OBJECTIVES:
1. Decide whether each statement below agrees with the Whitesnake album review. Answer yes or no for each, and quote the deciding words. (a) Whitesnake has lost 29 band members over its career. (b) The guitar solos in the next two songs arrive at the very start of each song. (c) In "All I Want All I Need," the guitars remain the dominant sound.
2. Extend the Whitesnake album review past its final sentence, keeping its tone and subject.

DOCUMENT TEXT:

▬▬▬

In their 30-year career, Whitesnake has shed an unprecedented amount of band members — 29 to be exact — leaving lead singer David Coverdale as the band’s sole survivor.
Coverdale’s latest roundup of all-new band members offers the same signature sound and long locks, but this time without the teased perm.
Perhaps the fresh meat has served as a fountain of youth for the band, as each hard-rock track radiates with a fist-pumping energy that is reminiscent of their stadium-stomping glory days. The opening track, “The Best Years of Our Lives,” presents the gritty combination of a fast tempo snare against the thick set of layered electronic guitars that bridge into a smooth melodic chorus. The next two songs follow a similar pattern, all containing a flashy guitar solo two-thirds of the way through the song that showcase guitarists Doug Aldrich and Reb Beach’s complementary guitar skills while giving Coverdale’s howling a brief rest.
Whitesnake fearlessly revives the infamous power ballad in “All I Want All I Need.” Typical of many power ballads, the song is grotesquely abundant in clichéd lyrics such as “No matter what I have to do/ Through thick and thin/ I’ll be your friend/ By your side till the very end.” The previously dominating guitars are reduced to a mere murmur as Cloverdale’s vocals reign supreme over the chiming synthetics of the keyboard while he sings about his dependence on women. Covering up their sympathetic tracks, the band follows with “Good to Be Bad” in which they shift from sissies to self-proclaimed badasses.

▬▬▬

PROVIDED MATERIAL:
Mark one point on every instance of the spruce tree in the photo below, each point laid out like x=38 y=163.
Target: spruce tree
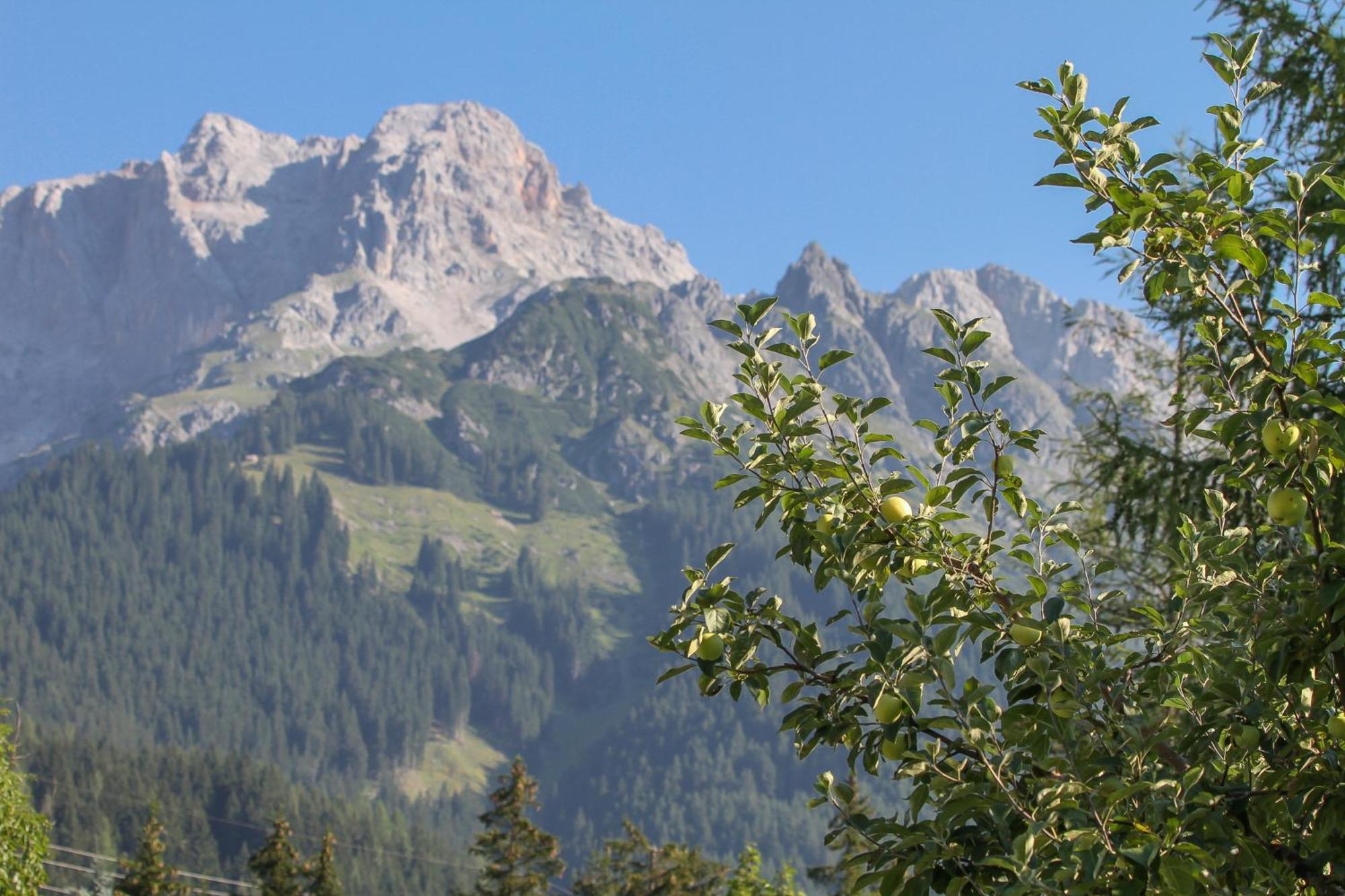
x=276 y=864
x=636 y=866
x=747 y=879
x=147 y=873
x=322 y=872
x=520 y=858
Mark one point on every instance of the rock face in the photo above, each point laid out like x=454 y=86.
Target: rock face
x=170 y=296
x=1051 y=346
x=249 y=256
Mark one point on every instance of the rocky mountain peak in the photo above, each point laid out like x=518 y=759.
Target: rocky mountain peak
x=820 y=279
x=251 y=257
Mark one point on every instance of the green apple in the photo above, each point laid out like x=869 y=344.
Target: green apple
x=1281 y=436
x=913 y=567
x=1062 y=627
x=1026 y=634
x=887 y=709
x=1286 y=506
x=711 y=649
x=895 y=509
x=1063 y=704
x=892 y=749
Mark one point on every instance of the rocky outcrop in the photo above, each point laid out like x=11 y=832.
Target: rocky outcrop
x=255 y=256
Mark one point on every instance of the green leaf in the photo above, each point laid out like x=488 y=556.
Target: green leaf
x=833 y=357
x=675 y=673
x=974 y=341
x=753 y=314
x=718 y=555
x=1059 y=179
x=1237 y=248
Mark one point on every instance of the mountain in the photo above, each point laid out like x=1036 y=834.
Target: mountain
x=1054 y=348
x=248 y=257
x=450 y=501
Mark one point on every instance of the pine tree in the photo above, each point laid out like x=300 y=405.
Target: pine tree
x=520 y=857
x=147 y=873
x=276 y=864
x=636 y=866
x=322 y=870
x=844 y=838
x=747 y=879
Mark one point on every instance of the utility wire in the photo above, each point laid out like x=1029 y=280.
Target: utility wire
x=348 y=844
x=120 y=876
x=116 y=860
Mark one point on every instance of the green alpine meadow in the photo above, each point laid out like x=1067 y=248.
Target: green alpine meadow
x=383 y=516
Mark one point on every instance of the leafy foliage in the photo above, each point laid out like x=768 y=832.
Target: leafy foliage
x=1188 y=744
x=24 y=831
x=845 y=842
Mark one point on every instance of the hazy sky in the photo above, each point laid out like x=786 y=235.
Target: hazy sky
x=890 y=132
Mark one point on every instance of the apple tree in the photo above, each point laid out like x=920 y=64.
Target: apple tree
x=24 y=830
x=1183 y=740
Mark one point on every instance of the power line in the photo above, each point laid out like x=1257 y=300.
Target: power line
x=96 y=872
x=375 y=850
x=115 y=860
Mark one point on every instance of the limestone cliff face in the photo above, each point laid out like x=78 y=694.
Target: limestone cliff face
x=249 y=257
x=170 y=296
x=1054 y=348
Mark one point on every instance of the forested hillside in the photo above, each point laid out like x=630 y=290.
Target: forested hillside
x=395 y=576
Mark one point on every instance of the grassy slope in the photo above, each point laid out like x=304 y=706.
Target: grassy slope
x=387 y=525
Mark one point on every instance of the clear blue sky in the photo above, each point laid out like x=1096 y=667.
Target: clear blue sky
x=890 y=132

▬▬▬

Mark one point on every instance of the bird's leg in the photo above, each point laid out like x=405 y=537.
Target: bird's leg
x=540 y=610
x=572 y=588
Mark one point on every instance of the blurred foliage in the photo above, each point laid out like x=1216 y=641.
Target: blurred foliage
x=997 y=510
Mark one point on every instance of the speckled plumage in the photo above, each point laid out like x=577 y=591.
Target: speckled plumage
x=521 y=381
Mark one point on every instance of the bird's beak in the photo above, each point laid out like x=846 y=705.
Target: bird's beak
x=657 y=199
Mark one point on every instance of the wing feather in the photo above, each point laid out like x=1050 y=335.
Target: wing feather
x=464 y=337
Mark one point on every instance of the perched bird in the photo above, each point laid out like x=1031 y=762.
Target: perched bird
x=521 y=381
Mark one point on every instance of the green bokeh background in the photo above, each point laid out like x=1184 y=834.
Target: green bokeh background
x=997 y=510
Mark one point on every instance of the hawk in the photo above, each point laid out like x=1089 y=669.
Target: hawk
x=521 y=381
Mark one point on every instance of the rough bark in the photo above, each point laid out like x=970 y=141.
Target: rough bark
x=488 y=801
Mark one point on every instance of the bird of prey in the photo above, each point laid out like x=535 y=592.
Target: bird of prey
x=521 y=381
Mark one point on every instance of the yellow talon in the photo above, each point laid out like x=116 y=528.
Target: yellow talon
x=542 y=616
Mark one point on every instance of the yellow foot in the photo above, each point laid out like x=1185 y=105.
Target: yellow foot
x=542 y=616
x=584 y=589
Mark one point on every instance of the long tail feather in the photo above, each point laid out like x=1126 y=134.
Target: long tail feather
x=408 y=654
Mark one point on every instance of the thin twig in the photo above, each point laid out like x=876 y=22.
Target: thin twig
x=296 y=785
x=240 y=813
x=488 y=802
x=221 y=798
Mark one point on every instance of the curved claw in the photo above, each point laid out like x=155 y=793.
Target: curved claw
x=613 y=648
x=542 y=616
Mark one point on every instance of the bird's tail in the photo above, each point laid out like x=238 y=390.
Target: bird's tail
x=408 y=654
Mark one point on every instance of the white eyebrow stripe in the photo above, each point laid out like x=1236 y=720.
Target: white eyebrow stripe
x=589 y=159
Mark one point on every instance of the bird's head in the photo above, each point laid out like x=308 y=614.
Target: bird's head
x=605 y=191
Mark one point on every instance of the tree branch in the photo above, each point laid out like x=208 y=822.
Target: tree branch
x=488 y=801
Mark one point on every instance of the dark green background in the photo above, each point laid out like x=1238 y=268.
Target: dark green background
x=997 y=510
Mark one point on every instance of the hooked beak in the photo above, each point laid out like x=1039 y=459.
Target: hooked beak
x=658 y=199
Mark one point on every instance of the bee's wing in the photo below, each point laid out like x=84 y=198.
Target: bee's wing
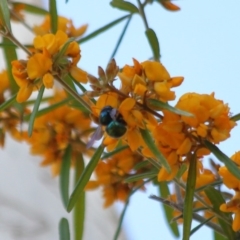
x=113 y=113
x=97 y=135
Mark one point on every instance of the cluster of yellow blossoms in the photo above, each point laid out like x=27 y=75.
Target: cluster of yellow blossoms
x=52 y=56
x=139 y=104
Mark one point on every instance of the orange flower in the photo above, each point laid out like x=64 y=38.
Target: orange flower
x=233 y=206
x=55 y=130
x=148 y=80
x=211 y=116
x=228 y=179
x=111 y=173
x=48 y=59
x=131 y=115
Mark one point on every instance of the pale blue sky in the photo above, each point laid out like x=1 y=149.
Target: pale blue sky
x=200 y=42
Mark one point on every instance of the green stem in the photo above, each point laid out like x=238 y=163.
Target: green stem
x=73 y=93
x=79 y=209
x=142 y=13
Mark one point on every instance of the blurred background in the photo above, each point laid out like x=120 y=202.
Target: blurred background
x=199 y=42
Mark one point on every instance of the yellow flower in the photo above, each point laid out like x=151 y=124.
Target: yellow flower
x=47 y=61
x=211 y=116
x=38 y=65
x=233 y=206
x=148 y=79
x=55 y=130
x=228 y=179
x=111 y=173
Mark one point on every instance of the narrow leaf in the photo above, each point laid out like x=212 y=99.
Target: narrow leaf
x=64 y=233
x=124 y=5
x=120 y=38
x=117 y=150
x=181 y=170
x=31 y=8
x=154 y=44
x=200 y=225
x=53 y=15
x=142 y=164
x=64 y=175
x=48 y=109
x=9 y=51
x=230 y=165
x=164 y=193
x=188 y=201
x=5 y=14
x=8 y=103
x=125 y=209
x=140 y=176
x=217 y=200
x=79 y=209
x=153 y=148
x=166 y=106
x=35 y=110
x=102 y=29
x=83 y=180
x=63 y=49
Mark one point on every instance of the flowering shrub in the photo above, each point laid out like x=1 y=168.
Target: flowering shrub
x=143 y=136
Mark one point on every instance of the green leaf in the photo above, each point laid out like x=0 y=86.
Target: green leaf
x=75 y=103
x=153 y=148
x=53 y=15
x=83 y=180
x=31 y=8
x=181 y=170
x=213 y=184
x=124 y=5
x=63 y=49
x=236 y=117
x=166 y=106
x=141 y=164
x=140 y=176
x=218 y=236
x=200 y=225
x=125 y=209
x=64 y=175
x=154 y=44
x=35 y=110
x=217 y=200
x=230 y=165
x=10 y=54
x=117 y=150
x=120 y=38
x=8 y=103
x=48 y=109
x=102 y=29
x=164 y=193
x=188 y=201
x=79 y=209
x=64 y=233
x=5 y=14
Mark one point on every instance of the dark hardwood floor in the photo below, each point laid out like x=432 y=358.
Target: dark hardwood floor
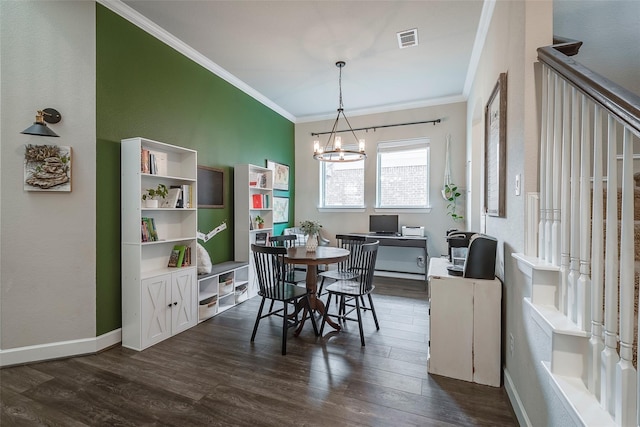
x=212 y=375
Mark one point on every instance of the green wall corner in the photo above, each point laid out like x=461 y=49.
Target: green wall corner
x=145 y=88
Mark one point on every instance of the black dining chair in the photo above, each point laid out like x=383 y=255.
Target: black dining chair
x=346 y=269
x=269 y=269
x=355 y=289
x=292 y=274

▬▬▬

RESULTS:
1.
(a) Yes: "29 to be exact"
(b) No: "two-thirds of the way through the song"
(c) No: "The previously dominating guitars are reduced to a mere murmur"

2.
Overall, Good to Be Bad is an incarnation of what any fan would want from a Whitesnake CD, as it’s filled with intense, head-bobbing beats with catchy choruses. The bluesy “A Fool in Love” and drum-frenzied “Got What You Need” are examples of well-crafted hard rock songs but lack the modernization and progression necessary for the band to prevail in the 21st century. Nowadays, alternative rock has taken the place of the uncomplicated ’80s hard rock, and the soulful acoustic songs are the new the power ballad.
The band’s ability to stick to what they know has caused them to create replicas of the songs we left behind in the 1980s. Whitesnake’s Good to Be Bad proves the band still has the power-fueled fire that helped them rock out countless stadiums, but this time around they are more likely to be rocking out at your local county fair.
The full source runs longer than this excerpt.